[Data records]
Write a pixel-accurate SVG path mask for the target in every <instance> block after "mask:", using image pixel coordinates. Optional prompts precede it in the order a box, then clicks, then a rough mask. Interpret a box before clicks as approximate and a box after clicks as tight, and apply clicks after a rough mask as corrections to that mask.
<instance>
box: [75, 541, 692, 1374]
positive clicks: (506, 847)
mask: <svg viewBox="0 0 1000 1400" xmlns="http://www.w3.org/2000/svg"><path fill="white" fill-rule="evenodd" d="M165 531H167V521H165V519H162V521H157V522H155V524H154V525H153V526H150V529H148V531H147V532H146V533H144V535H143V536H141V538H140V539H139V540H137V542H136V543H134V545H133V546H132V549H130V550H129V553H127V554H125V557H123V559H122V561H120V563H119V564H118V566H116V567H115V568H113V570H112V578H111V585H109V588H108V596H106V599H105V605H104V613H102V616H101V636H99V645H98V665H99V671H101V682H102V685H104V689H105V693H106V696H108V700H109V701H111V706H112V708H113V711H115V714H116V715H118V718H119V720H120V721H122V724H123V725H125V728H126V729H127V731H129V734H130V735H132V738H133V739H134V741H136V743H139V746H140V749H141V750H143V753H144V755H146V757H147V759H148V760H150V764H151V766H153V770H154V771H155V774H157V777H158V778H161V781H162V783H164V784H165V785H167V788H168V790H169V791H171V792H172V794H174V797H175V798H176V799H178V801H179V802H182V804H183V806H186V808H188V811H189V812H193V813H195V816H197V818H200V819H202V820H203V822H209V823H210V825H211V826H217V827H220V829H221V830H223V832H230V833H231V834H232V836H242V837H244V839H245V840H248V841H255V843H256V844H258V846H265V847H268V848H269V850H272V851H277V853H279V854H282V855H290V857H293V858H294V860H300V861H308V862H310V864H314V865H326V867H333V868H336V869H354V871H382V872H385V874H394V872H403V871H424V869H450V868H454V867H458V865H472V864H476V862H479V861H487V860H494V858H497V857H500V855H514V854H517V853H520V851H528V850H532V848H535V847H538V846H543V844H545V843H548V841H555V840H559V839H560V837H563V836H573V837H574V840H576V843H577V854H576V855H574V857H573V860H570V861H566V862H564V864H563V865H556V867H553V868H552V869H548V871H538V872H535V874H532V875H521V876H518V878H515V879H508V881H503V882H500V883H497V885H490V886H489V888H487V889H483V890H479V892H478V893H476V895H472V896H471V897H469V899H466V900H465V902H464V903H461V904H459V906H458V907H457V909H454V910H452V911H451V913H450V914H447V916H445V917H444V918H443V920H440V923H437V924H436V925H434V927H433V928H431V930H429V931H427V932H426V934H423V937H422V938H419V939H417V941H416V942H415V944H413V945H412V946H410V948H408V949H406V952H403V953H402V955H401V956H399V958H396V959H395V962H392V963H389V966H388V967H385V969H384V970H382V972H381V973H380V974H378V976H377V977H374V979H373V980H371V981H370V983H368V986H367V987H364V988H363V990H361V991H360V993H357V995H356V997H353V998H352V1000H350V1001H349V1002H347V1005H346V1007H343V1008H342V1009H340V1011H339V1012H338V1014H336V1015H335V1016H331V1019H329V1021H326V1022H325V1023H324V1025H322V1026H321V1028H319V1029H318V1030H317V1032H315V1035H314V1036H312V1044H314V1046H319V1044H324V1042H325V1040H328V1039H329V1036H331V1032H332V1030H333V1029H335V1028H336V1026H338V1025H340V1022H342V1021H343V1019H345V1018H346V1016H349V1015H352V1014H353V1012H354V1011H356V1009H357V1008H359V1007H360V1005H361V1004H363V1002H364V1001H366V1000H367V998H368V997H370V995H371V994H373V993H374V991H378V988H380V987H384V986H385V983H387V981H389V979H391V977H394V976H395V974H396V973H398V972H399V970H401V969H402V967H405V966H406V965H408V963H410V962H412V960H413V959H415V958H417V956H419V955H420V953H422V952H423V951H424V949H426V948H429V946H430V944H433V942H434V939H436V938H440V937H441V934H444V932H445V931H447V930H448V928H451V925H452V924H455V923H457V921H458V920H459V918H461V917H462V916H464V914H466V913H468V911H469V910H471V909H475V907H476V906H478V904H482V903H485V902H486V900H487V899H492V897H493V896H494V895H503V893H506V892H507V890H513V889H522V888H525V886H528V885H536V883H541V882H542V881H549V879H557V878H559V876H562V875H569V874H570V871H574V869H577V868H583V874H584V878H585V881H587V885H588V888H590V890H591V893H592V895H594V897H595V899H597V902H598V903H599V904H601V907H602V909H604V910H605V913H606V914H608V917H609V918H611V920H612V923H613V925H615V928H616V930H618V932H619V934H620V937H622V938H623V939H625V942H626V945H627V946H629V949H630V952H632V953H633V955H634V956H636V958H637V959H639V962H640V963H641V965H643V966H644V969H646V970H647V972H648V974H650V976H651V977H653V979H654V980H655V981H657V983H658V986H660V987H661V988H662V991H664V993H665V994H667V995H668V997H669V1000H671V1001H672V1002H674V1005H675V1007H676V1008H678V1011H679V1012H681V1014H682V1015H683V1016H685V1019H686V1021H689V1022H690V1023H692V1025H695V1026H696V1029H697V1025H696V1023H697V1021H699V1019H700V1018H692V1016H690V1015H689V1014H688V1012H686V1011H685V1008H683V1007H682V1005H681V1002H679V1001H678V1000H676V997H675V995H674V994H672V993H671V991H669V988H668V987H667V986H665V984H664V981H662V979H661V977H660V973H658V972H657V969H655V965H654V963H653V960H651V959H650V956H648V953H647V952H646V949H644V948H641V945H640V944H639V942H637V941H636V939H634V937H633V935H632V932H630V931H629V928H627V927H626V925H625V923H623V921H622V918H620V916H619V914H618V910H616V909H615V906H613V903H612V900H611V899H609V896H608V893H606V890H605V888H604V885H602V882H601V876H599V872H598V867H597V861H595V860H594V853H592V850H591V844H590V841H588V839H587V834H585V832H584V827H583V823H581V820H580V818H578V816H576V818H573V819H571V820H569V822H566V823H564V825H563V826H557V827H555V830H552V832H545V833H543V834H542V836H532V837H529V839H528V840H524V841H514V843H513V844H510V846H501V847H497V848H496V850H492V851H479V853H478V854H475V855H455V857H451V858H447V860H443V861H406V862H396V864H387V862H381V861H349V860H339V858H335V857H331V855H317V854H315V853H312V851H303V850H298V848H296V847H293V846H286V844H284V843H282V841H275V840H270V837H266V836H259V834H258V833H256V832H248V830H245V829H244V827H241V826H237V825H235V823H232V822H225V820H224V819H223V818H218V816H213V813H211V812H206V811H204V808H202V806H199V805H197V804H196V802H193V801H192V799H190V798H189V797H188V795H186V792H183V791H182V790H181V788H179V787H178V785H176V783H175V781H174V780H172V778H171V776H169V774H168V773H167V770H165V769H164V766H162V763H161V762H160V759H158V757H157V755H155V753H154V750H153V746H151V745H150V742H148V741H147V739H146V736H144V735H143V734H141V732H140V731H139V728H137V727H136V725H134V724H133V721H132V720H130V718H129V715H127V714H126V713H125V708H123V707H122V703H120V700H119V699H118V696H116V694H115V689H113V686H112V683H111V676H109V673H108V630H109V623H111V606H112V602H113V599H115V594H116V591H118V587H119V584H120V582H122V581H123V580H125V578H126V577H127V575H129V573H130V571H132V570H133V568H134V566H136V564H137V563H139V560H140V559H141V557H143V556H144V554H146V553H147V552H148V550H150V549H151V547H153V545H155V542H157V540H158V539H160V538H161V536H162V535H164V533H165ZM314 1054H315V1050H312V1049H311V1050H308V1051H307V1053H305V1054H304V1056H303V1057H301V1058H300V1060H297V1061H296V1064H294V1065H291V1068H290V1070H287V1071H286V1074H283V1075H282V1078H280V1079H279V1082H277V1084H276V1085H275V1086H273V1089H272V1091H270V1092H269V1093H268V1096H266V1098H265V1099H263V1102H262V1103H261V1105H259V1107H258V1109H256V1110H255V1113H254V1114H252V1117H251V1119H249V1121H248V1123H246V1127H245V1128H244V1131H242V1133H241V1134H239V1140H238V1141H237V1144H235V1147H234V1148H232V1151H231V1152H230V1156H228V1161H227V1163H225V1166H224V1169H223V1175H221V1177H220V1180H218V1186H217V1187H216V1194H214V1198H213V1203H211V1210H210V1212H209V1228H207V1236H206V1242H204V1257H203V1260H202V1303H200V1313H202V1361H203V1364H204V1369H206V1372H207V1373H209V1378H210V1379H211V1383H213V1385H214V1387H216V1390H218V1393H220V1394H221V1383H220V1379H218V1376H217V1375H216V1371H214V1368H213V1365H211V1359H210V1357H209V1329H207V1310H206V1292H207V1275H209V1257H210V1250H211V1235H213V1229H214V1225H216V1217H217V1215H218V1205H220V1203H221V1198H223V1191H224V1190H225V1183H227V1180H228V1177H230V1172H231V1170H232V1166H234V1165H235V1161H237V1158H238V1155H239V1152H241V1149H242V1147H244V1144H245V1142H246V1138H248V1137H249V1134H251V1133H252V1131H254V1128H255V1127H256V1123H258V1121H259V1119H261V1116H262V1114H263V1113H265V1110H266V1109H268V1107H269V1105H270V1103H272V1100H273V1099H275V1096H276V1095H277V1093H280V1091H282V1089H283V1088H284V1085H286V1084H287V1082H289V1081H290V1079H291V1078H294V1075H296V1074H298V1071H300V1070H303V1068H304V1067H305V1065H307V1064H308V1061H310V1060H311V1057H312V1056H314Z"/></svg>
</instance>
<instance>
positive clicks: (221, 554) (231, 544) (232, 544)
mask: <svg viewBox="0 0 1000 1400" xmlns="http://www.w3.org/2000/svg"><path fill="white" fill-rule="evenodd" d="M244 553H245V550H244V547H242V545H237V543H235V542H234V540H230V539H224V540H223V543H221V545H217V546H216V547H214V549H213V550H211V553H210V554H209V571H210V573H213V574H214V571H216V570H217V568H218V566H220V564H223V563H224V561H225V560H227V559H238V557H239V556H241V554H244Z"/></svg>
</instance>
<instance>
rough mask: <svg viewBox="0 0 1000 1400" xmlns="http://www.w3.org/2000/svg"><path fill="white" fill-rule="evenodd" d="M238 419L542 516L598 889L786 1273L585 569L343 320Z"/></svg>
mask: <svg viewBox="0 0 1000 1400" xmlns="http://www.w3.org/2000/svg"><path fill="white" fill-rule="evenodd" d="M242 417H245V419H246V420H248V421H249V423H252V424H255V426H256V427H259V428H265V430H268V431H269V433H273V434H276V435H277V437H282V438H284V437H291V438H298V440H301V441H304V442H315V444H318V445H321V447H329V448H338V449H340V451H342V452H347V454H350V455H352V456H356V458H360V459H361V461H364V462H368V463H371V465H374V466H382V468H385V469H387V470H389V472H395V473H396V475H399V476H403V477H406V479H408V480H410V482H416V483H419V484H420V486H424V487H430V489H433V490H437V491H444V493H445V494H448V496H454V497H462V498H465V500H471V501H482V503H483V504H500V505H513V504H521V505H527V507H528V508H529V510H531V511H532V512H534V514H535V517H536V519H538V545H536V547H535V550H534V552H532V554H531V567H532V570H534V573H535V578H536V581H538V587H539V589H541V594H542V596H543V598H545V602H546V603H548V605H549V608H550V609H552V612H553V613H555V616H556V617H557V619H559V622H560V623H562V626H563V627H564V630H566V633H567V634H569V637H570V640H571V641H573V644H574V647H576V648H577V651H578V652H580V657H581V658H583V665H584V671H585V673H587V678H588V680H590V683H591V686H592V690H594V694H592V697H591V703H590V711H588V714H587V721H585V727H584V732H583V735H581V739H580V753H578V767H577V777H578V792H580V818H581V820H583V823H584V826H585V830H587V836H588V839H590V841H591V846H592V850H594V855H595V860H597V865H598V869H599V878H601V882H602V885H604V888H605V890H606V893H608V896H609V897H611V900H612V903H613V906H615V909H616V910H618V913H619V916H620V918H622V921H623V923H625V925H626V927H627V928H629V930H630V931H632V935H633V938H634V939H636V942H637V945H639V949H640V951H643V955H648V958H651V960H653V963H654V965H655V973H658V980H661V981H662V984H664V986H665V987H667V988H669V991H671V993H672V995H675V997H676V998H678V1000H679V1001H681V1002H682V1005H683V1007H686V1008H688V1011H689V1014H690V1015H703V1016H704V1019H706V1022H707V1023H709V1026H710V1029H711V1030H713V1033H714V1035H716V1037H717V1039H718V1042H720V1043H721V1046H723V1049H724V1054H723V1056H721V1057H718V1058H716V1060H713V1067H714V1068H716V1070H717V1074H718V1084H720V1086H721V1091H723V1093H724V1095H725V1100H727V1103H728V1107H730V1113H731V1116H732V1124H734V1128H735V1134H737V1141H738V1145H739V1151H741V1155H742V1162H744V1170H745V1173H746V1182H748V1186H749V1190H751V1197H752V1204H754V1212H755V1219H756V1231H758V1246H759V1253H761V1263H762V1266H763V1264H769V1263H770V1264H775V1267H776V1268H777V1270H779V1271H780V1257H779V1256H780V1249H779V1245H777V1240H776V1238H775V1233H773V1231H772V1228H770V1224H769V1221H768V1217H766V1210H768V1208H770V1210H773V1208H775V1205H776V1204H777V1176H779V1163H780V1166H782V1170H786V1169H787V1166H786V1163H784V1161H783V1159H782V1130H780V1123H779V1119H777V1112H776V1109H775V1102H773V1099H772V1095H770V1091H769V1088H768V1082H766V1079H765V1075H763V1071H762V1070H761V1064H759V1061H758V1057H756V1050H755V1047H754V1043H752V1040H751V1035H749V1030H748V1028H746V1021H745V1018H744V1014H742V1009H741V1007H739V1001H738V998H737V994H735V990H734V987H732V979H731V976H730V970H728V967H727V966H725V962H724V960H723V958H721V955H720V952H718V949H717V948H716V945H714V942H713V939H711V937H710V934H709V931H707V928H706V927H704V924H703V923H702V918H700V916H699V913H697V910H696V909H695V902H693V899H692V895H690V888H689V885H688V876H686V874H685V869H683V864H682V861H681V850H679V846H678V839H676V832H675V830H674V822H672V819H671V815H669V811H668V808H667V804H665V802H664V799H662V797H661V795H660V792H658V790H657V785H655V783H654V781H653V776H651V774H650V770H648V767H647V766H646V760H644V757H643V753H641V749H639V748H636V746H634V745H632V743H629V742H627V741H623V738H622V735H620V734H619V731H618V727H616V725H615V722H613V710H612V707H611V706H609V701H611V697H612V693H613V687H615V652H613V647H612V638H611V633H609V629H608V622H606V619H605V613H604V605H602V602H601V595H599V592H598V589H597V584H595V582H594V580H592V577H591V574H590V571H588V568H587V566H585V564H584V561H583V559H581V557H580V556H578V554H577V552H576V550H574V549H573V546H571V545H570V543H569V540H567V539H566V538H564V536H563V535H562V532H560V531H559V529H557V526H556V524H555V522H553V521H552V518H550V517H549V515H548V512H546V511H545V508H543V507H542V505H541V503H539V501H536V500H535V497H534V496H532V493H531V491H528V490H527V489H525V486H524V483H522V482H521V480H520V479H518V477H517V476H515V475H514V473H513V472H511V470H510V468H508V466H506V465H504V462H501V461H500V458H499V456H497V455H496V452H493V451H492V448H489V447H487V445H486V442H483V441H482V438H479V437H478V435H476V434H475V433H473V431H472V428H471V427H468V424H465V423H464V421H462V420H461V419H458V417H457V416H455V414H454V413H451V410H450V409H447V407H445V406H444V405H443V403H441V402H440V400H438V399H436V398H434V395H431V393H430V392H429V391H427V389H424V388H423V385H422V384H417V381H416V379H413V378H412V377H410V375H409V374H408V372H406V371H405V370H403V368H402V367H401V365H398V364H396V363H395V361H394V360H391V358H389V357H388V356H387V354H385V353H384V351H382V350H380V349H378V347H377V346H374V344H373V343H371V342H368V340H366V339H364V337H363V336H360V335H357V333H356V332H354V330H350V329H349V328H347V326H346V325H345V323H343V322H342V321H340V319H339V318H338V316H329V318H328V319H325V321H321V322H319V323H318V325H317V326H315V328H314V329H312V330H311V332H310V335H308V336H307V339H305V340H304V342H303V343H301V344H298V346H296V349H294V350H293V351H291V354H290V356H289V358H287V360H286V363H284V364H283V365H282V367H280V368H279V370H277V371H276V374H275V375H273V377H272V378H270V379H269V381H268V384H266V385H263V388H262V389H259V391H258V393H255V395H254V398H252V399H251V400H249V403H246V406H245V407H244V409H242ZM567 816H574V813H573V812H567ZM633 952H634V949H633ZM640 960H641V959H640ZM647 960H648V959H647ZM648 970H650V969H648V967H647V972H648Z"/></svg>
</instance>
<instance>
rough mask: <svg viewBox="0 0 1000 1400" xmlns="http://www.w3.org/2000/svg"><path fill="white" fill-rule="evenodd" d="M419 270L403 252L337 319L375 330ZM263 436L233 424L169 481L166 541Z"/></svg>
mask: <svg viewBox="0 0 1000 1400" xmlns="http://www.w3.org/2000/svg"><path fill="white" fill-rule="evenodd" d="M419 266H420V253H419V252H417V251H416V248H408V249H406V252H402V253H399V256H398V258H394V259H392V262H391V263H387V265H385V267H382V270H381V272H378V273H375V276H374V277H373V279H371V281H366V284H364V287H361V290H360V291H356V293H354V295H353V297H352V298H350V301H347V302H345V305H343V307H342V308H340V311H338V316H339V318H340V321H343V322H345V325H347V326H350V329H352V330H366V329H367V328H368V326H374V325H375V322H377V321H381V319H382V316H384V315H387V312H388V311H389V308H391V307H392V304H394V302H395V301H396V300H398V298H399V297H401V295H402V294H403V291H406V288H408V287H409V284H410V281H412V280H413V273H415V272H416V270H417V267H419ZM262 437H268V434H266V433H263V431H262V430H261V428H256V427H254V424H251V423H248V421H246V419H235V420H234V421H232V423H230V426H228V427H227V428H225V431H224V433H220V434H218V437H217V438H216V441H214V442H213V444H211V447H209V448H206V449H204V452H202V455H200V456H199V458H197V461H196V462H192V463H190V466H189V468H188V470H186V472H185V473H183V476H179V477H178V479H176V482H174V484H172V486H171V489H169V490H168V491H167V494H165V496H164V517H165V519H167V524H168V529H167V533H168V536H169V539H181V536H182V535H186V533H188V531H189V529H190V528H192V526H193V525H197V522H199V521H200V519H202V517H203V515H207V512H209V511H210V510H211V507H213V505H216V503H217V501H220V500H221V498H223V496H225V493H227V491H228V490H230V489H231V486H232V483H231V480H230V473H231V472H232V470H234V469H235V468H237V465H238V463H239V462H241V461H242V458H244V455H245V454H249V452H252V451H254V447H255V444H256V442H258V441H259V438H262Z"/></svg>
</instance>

WHAT THE EXERCISE ASKS >>
Repeat the data word for word, starting at its first line and stopping after the line that contains "box: [75, 541, 692, 1374]".

ANSWER TO THIS TASK >>
Write a pixel-accurate SVG path mask for the target in every <instance> block after "mask:", using image pixel coordinates. Optional prompts precede it in the order a box, then clicks, then a rough mask. Interpret a box before clicks as approximate and a box after clicks as tight, and apply clicks after a rough mask as corrections to that mask.
<instance>
box: [75, 541, 692, 1374]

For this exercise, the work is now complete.